Dataset entries
#####
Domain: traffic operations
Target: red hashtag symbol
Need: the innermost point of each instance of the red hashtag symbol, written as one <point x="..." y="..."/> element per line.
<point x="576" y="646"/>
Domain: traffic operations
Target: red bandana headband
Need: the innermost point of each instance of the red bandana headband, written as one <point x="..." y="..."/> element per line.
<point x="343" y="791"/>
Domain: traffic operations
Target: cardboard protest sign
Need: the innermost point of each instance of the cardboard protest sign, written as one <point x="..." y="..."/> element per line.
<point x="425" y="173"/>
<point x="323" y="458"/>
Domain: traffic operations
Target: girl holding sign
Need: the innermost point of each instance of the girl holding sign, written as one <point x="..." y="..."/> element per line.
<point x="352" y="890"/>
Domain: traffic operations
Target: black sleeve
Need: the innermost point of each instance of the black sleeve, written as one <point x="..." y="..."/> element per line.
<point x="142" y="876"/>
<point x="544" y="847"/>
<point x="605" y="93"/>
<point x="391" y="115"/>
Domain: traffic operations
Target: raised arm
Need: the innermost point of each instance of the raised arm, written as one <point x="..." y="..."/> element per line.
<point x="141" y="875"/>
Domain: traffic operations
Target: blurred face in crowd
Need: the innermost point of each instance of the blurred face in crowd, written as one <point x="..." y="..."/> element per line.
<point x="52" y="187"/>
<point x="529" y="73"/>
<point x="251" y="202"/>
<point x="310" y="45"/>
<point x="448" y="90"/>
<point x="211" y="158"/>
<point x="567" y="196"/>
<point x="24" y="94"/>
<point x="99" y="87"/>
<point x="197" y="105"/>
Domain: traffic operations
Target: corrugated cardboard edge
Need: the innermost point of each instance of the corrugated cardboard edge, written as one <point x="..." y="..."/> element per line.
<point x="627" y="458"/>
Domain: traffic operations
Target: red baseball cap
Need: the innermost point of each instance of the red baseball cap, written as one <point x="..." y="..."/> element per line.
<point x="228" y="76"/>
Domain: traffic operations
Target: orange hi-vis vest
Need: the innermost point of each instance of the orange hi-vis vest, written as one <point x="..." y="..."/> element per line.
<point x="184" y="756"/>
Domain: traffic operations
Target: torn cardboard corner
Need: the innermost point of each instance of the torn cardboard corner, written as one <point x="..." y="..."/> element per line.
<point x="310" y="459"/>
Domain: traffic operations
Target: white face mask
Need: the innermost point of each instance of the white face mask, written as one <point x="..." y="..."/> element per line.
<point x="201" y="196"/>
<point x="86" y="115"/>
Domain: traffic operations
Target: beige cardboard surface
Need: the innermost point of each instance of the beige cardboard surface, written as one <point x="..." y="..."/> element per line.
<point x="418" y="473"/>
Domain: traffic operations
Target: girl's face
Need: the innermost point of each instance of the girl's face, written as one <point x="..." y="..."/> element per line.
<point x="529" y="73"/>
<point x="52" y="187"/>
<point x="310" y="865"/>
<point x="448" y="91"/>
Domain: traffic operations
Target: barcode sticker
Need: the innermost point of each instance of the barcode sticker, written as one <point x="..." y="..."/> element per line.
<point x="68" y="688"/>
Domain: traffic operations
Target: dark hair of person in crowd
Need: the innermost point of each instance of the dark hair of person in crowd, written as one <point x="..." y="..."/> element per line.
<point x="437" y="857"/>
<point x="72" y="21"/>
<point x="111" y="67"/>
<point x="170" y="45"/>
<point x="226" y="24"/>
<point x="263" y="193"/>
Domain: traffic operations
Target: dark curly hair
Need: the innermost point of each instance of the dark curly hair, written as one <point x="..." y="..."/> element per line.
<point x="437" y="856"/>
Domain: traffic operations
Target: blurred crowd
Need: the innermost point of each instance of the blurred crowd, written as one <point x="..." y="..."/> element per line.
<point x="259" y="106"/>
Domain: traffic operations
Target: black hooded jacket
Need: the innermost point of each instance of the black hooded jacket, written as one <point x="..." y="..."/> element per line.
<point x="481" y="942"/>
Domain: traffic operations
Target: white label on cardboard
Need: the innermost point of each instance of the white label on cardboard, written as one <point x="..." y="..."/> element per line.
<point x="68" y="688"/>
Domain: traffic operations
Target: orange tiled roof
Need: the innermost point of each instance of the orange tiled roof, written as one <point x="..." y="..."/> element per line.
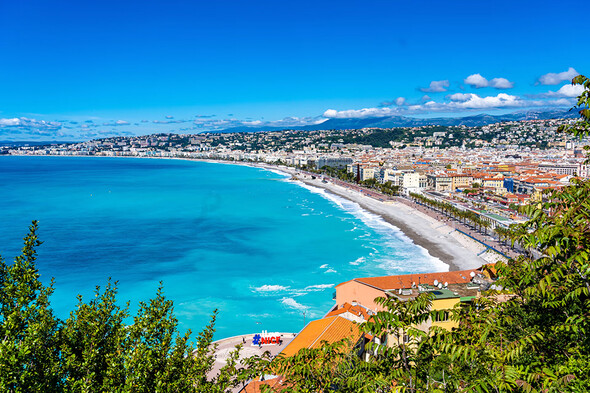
<point x="347" y="307"/>
<point x="406" y="280"/>
<point x="330" y="329"/>
<point x="256" y="386"/>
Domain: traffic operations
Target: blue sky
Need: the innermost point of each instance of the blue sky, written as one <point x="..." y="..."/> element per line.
<point x="196" y="65"/>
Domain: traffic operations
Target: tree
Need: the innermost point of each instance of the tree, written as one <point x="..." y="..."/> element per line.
<point x="94" y="349"/>
<point x="29" y="349"/>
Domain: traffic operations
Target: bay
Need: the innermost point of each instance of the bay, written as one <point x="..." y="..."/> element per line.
<point x="263" y="250"/>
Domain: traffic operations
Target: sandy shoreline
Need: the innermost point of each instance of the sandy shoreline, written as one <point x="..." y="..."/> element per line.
<point x="438" y="238"/>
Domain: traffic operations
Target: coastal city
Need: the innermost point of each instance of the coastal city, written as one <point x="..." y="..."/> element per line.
<point x="294" y="197"/>
<point x="458" y="187"/>
<point x="487" y="170"/>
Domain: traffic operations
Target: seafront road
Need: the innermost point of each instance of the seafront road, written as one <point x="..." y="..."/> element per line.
<point x="227" y="345"/>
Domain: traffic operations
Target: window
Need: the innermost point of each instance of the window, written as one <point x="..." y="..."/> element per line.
<point x="441" y="316"/>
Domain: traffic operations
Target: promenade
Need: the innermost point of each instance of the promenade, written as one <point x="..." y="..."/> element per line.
<point x="228" y="345"/>
<point x="465" y="233"/>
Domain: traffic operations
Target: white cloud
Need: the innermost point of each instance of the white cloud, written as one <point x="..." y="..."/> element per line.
<point x="457" y="102"/>
<point x="476" y="80"/>
<point x="271" y="288"/>
<point x="318" y="287"/>
<point x="291" y="303"/>
<point x="10" y="122"/>
<point x="565" y="91"/>
<point x="459" y="97"/>
<point x="474" y="101"/>
<point x="359" y="113"/>
<point x="436" y="86"/>
<point x="556" y="78"/>
<point x="501" y="83"/>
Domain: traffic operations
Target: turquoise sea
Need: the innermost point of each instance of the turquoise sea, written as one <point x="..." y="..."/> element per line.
<point x="265" y="251"/>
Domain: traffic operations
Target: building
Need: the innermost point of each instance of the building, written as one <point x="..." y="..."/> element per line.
<point x="447" y="288"/>
<point x="330" y="329"/>
<point x="334" y="162"/>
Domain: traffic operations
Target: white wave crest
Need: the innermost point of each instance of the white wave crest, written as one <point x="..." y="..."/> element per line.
<point x="291" y="303"/>
<point x="271" y="288"/>
<point x="318" y="287"/>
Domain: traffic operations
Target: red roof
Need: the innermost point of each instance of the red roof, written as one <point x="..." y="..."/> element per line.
<point x="403" y="281"/>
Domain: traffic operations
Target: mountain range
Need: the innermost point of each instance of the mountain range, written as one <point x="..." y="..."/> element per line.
<point x="403" y="121"/>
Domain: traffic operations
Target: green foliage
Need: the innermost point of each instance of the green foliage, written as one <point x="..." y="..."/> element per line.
<point x="28" y="329"/>
<point x="532" y="335"/>
<point x="94" y="349"/>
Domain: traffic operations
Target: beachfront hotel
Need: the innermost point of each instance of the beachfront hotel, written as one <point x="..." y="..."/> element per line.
<point x="355" y="305"/>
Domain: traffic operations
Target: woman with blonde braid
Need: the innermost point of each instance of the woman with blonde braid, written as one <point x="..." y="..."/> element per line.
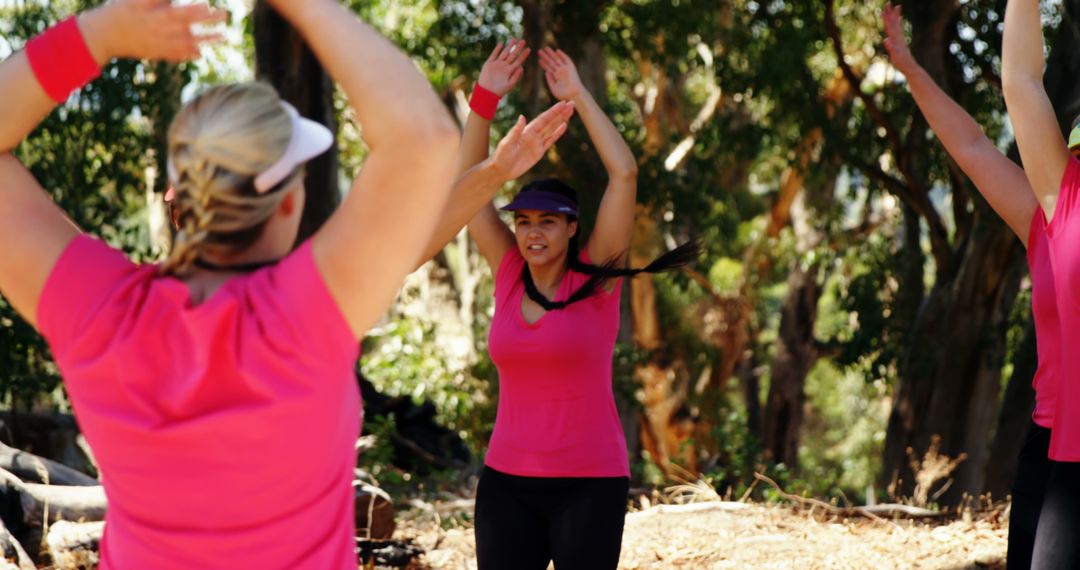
<point x="198" y="382"/>
<point x="1006" y="188"/>
<point x="1054" y="176"/>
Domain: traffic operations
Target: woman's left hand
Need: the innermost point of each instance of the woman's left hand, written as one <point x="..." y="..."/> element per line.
<point x="148" y="29"/>
<point x="526" y="144"/>
<point x="562" y="76"/>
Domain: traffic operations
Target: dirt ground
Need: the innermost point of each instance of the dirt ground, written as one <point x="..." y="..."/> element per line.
<point x="728" y="535"/>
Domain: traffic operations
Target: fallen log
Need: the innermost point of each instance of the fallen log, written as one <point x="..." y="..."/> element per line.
<point x="393" y="554"/>
<point x="82" y="504"/>
<point x="45" y="434"/>
<point x="32" y="469"/>
<point x="28" y="507"/>
<point x="75" y="545"/>
<point x="14" y="556"/>
<point x="375" y="513"/>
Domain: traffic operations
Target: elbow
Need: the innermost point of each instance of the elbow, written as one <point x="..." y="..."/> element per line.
<point x="625" y="172"/>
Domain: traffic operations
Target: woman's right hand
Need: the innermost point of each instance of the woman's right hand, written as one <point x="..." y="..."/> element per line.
<point x="148" y="29"/>
<point x="895" y="43"/>
<point x="503" y="67"/>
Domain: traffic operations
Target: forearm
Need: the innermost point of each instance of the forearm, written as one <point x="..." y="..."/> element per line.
<point x="615" y="153"/>
<point x="1039" y="137"/>
<point x="1022" y="54"/>
<point x="392" y="99"/>
<point x="25" y="102"/>
<point x="468" y="195"/>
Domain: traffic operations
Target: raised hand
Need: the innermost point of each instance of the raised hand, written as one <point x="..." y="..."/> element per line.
<point x="148" y="29"/>
<point x="503" y="67"/>
<point x="895" y="43"/>
<point x="562" y="76"/>
<point x="526" y="144"/>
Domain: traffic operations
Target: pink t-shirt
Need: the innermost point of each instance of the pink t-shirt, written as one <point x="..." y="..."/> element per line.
<point x="225" y="431"/>
<point x="556" y="414"/>
<point x="1048" y="333"/>
<point x="1064" y="235"/>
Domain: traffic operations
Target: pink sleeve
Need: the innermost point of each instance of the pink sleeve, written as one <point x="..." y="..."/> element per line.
<point x="616" y="290"/>
<point x="83" y="281"/>
<point x="1068" y="198"/>
<point x="295" y="297"/>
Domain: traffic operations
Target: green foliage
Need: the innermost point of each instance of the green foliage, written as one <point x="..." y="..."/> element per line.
<point x="92" y="155"/>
#####
* Work required:
Every line above from the line with "Target: corrugated cardboard edge" to the line with "Target: red baseball cap" is wanted, ends included; write them out exactly and add no other line.

* Output below:
Target: corrugated cardboard edge
Need: the innermost point of each instance of the corrugated cardboard edge, written as one <point x="..." y="..."/> element per line.
<point x="627" y="458"/>
Domain: traffic operations
Target: red baseball cap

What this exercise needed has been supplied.